KEGIATAN
Tuliskan semua ucapan yang diawali kata "selamat" dalam blok teks tentang barang bekas di bawah ini.

BLOK TEKS

^^^^^^^^

Barang bekas, menjadi rongsokan, sesuatu yang sangat sederhana, tetapi menyentuh hati saya. Jangan sampai di akhir nanti, harga saya hanya sepuluh ribu rupiah karena sudah tidak berfungsi sehingga tidak memberi manfaat. Atau sudah berusaha dibentuk ulang tetapi tetap saja ngadat!  Saya berharap menjadi bentukan baru itu, dan kalaupun nanti akhirnya termakan usia, saya masih bisa memberikan sesuatu yang berarti bagi sekitar saya. Selamat merawat hidup yang bernilai, selamat bersyukur karena kita berharga, selamat menjadi bentukan baru selamanya!

^^^^^^^^

DATA TERKUMPUL
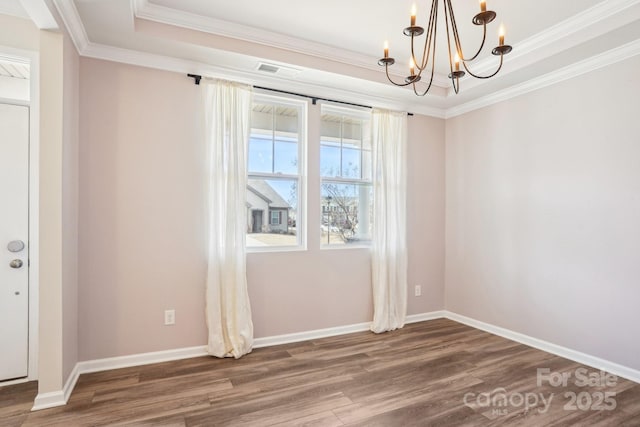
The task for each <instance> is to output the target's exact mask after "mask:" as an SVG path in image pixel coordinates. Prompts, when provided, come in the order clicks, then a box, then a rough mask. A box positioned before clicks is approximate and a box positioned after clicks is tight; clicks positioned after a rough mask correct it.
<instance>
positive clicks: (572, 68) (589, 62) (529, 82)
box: [445, 40, 640, 119]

^^^^^^^^

JAWABAN
1. Selamat merawat hidup yang bernilai
2. Selamat bersyukur karena kita berharga
3. Selamat menjadi bentukan baru selamanya